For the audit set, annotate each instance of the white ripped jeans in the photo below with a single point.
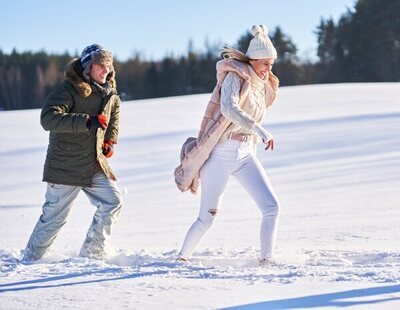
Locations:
(238, 159)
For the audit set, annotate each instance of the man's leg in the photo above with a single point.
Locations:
(55, 211)
(106, 196)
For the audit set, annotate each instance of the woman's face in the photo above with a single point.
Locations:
(99, 72)
(262, 66)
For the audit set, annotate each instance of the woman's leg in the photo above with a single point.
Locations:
(254, 179)
(213, 176)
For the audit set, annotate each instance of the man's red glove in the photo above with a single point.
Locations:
(108, 148)
(97, 121)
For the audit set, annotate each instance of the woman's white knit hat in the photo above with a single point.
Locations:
(260, 46)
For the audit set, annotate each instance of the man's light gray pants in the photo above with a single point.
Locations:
(104, 195)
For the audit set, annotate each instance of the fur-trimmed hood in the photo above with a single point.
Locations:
(74, 75)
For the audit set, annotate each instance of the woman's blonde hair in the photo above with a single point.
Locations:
(232, 53)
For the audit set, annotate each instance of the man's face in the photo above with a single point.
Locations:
(99, 72)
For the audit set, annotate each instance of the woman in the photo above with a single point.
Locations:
(234, 154)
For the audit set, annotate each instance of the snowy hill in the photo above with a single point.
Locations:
(335, 168)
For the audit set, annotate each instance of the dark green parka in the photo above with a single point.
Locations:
(74, 150)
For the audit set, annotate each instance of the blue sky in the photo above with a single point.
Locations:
(155, 28)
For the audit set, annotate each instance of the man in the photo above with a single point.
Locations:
(82, 115)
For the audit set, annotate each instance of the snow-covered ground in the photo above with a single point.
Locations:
(335, 168)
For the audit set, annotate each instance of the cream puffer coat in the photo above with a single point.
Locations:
(194, 151)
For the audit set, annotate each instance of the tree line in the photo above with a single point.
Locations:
(362, 46)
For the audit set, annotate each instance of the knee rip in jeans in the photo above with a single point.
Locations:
(213, 212)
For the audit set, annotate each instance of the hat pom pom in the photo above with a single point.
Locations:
(257, 30)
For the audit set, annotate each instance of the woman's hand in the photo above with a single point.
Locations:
(266, 136)
(269, 144)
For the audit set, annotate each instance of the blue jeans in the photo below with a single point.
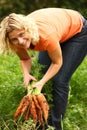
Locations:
(74, 51)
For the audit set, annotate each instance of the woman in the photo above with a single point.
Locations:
(61, 37)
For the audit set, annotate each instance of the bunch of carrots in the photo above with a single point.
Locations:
(33, 105)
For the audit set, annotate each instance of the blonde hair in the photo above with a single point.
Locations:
(17, 21)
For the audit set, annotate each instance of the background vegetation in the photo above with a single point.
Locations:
(11, 80)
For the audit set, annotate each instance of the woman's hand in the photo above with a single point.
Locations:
(27, 79)
(39, 85)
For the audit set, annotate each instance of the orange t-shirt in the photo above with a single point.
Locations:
(55, 26)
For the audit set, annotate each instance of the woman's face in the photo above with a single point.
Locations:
(19, 38)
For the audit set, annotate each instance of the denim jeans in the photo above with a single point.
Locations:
(74, 51)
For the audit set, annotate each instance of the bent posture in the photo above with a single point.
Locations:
(60, 36)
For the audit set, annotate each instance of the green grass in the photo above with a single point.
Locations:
(12, 90)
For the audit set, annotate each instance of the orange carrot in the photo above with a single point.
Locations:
(27, 113)
(22, 106)
(18, 111)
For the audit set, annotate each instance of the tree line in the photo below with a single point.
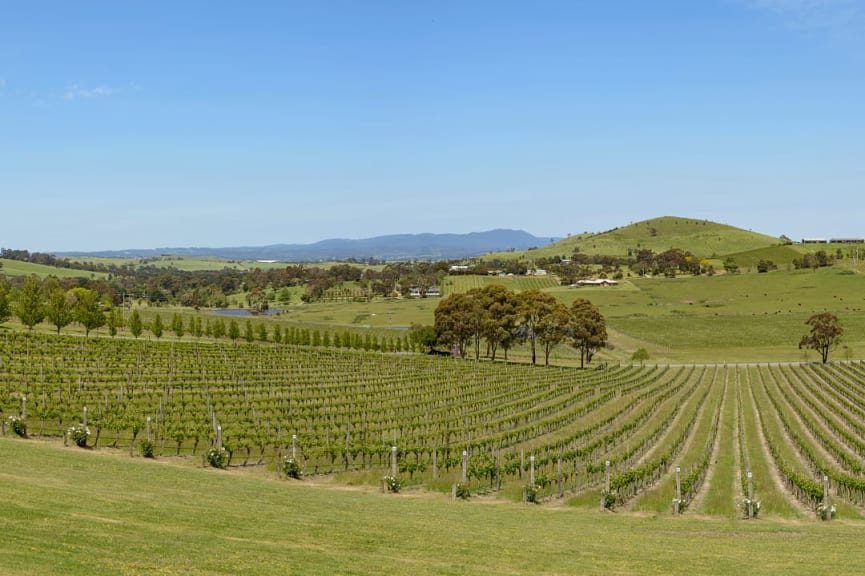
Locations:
(501, 318)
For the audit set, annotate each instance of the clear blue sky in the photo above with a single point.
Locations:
(150, 124)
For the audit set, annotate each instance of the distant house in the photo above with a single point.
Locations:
(597, 282)
(416, 293)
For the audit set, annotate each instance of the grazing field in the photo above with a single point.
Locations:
(702, 238)
(453, 284)
(13, 268)
(490, 428)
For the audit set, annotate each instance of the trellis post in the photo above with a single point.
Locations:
(750, 496)
(828, 514)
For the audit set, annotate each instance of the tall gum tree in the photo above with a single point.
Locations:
(826, 332)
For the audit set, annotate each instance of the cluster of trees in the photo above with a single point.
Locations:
(819, 259)
(36, 301)
(501, 317)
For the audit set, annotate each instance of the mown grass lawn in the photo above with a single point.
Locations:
(71, 511)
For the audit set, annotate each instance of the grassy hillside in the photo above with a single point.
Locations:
(702, 238)
(16, 268)
(82, 512)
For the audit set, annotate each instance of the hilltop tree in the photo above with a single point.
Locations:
(29, 307)
(552, 328)
(87, 309)
(454, 322)
(58, 308)
(534, 306)
(588, 330)
(5, 312)
(135, 324)
(422, 338)
(156, 327)
(826, 332)
(177, 326)
(500, 323)
(114, 321)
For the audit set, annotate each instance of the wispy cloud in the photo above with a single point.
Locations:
(838, 17)
(76, 91)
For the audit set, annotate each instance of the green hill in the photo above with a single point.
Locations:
(700, 237)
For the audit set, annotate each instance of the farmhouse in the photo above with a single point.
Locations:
(416, 293)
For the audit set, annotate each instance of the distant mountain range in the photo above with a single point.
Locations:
(392, 247)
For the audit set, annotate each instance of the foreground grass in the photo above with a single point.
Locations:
(69, 511)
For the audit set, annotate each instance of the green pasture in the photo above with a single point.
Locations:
(71, 511)
(701, 238)
(465, 283)
(16, 268)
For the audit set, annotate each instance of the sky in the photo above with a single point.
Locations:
(147, 124)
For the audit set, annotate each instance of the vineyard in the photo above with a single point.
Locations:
(621, 436)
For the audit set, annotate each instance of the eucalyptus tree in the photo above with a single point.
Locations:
(588, 329)
(135, 324)
(58, 305)
(5, 312)
(87, 309)
(28, 305)
(534, 306)
(501, 318)
(825, 333)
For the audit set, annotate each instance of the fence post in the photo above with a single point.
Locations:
(750, 496)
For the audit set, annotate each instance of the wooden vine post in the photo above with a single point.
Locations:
(750, 496)
(828, 514)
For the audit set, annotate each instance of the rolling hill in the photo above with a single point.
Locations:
(700, 237)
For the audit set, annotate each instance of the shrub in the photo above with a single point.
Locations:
(825, 512)
(145, 448)
(463, 492)
(18, 426)
(393, 484)
(79, 433)
(609, 499)
(217, 457)
(755, 510)
(291, 468)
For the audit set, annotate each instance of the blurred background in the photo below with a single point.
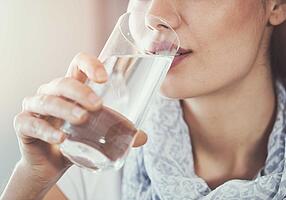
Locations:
(38, 39)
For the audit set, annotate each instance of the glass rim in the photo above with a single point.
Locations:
(153, 16)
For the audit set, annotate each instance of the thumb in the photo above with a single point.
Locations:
(140, 138)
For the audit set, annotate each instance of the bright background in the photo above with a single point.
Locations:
(38, 39)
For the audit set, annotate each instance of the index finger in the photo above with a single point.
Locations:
(84, 66)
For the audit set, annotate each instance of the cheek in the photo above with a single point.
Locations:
(225, 47)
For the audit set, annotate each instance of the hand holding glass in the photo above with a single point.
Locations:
(137, 57)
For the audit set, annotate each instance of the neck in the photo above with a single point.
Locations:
(232, 125)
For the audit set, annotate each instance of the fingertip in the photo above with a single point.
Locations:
(140, 138)
(58, 137)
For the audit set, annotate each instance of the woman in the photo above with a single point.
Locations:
(223, 139)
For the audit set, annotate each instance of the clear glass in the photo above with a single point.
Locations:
(137, 57)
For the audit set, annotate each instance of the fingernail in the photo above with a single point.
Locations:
(101, 75)
(78, 112)
(56, 137)
(93, 99)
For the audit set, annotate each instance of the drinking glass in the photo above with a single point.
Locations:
(137, 57)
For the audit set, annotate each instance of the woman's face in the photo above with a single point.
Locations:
(225, 38)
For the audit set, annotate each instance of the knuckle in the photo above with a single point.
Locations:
(41, 89)
(25, 102)
(16, 122)
(44, 101)
(59, 82)
(80, 56)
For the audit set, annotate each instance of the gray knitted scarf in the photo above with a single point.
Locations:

__________

§ Assignment
With the pictures set aside, copy each line above as written.

§ Output below
For the audit set, annotate each instance of the white ripped jeans in the photo below with a single point.
Locations:
(238, 159)
For the audit set, annotate each instance of the man's leg in the photo above with a single point.
Locations:
(55, 211)
(106, 196)
For the audit set, annotate each instance of the woman's face in the photo above with a single point.
Locations:
(99, 72)
(262, 66)
For the audit set, annotate each instance of the woman's leg in the photo above with a single point.
Locations:
(254, 179)
(213, 176)
For the audit set, annotate each instance of the man's red glove in the photo above with a single point.
Locations:
(108, 148)
(97, 121)
For the audit set, annotate each instance of the woman's white knit hat in the photo above with a single point.
Locations:
(260, 46)
For the audit set, annotate each instance of the man's light gray pants in the photo above with a single point.
Locations:
(104, 195)
For the audit set, annotate each instance of the fur-trimmed hood in the photo above with a single point.
Locations:
(74, 75)
For the audit set, annotate each instance of the woman's blonde hair in the photo above with a single point.
Locations:
(232, 53)
For the audit set, annotate each instance of the man's face in the photo above with a single point.
Locations:
(99, 72)
For the audit set, annotate each instance of the woman in the photo above with a single point.
Locations:
(234, 154)
For the audit set, annotate each instance of the snowy hill in the photo above with a single point.
Locations:
(335, 168)
For the audit set, annotate each instance of the dark green parka in the photo above with a single point.
Locations:
(74, 150)
For the audit set, annotate each instance of the blue sky in the photo above with a single point.
Locations:
(155, 28)
For the audit set, annotate each instance of the man in the photo above with a single point.
Locations:
(82, 115)
For the audit set, annotate each instance of the snow-covered ground in the photo above with a single point.
Locations:
(335, 168)
For the audit set, annotate each instance of the cream puffer coat in the photo above with a single point.
Locations:
(194, 151)
For the audit set, annotate each instance of the tree line in the photo above with a single point.
Locations:
(362, 46)
For the audit set, annotate each instance of the knee rip in jeans in the photo above with a single point.
Locations:
(213, 212)
For the audit set, annotate each instance of the hat pom pom in the photo above with a single point.
Locations:
(257, 30)
For the audit set, annotate each instance of the woman's hand in the photo above with a single point.
Locations:
(266, 136)
(269, 144)
For the audit set, annotate each instance of the blue jeans in the photo below with a single point.
Locations:
(74, 51)
For the audit set, annotate each instance of the woman in the photo above with a single point.
Locations:
(61, 37)
For the audit set, annotate each instance of the bunch of carrots in the photo above with a single point.
Locations:
(33, 105)
For the audit set, annotate each instance of the blonde hair in the photo above with a single point.
Locations:
(17, 21)
For the audit set, annotate each instance of the background vegetation in the photo above with a single point.
Locations:
(11, 80)
For the audit set, annotate each instance of the woman's hand in the photo above with a single point.
Locations:
(27, 79)
(39, 85)
For the audit set, annotate each instance of the orange t-shirt in the photo above with a single point.
Locations:
(55, 26)
For the audit set, annotate each instance of the woman's face in the photo above with a single point.
Locations:
(19, 38)
For the audit set, annotate each instance of the denim jeans in the photo above with a single point.
Locations:
(74, 51)
For the audit set, annotate each instance of the bent posture in the photo above with a single point.
Locations:
(60, 36)
For the audit set, annotate each instance of the green grass in the photo above with a single point.
Locations:
(12, 90)
For the audit set, annotate each instance of the orange carrot in the photo above with a single point.
Locations:
(27, 113)
(22, 106)
(18, 111)
For the audit set, annotate each instance of the tree line in the photo below with a single point.
Locations:
(501, 318)
For the audit set, annotate each instance of the clear blue sky in the photo above with a single point.
Locations:
(150, 124)
For the audit set, annotate each instance of the distant house in the photo above with a single point.
Locations:
(597, 282)
(416, 293)
For the audit set, annotate each instance of the grazing field in the photo above with a single point.
Locations:
(702, 238)
(453, 284)
(13, 268)
(490, 428)
For the audit set, annotate each instance of the trellis post in the photo above with a single point.
Locations:
(750, 496)
(828, 514)
For the audit set, annotate each instance of the tall gum tree in the photo above with a single point.
Locations:
(826, 332)
For the audit set, annotate each instance of the cluster of trees in the photo above with a single point.
Locations:
(819, 259)
(36, 301)
(501, 317)
For the audit set, annotate each instance of the mown grass lawn in the photo above with a single point.
Locations:
(71, 511)
For the audit set, annotate each instance of the grassy hillside in the photo above with a single point.
Locations:
(702, 238)
(16, 268)
(82, 512)
For the audit set, annotate each instance of the hilltop tree in the photo above with a single point.
Locations:
(29, 307)
(552, 328)
(87, 309)
(454, 322)
(58, 308)
(534, 306)
(588, 330)
(5, 312)
(135, 324)
(422, 338)
(156, 327)
(826, 332)
(177, 326)
(500, 323)
(114, 321)
For the audit set, annotate each instance of the wispy cloud in the photo above with a single point.
Locations:
(838, 17)
(76, 91)
For the audit set, annotate each instance of the green hill in the photo above with a single point.
Locations:
(700, 237)
For the audit set, annotate each instance of the farmhouse in the photo above with a single point.
Locations:
(416, 293)
For the audit set, annotate each instance of the distant mountain range in the photo above with a single point.
Locations:
(392, 247)
For the audit set, annotate each instance of the foreground grass in the photo above with a single point.
Locations:
(69, 511)
For the audit set, annotate each instance of the green pasture in the photo above with a single point.
Locations:
(71, 511)
(701, 238)
(465, 283)
(16, 268)
For the audit set, annotate each instance of the sky in the photo above with a single point.
Locations:
(147, 124)
For the audit set, annotate each instance of the vineyard in the photo above with a single point.
Locations:
(621, 436)
For the audit set, annotate each instance of the eucalyptus tree in the photo above with a single point.
Locations:
(588, 329)
(135, 324)
(58, 305)
(5, 312)
(87, 309)
(28, 305)
(534, 306)
(501, 318)
(825, 333)
For the audit set, annotate each instance of the fence post in the photo above with a single point.
Locations:
(750, 496)
For the audit set, annotate each instance of the wooden vine post in the photo above with a single point.
Locations:
(750, 496)
(828, 514)
For the audit set, annotate each instance of the rolling hill in the photo above with a single point.
Locations:
(700, 237)
For the audit set, annotate each instance of the shrub in the photo above with a single point.
Locations:
(825, 512)
(145, 448)
(463, 492)
(18, 426)
(393, 484)
(79, 433)
(609, 499)
(217, 457)
(755, 510)
(291, 468)
For the audit set, annotate each instance of the blurred background in the photo below with a single point.
Locations:
(38, 39)
For the audit set, annotate each instance of the glass rim in the photo above with a single point.
Locations:
(153, 16)
For the audit set, annotate each instance of the thumb in the photo above with a single point.
Locations:
(140, 138)
For the audit set, annotate each instance of the bright background in the photo above with a single point.
Locations:
(38, 39)
For the audit set, annotate each instance of the index finger in the photo above with a single point.
Locations:
(84, 66)
For the audit set, annotate each instance of the cheek in the photo above with a single point.
Locations:
(225, 47)
For the audit set, annotate each instance of the hand holding glass in the photo above with a single point.
Locations:
(137, 57)
For the audit set, annotate each instance of the neck in the photo above with a single point.
Locations:
(232, 125)
For the audit set, annotate each instance of the fingertip in the photo above with a single point.
Locations:
(140, 138)
(58, 137)
For the audit set, annotate each instance of the woman in the photo above with a single point.
Locations:
(223, 139)
For the audit set, annotate each instance of the clear glass in the photo above with a single point.
Locations:
(137, 57)
For the audit set, annotate each instance of the fingernail in the photo above with a single point.
Locations:
(101, 75)
(78, 112)
(56, 137)
(93, 99)
For the audit set, annotate each instance of the drinking glass in the photo above with a single point.
Locations:
(137, 57)
For the audit set, annotate each instance of the woman's face in the photo above with a single point.
Locations:
(225, 38)
For the audit set, annotate each instance of the knuckle in the photo above with a single point.
Locations:
(41, 89)
(25, 102)
(16, 122)
(44, 101)
(59, 82)
(80, 56)
For the audit set, annotate each instance of the gray knitted scarf in the photo above with a single point.
Locations:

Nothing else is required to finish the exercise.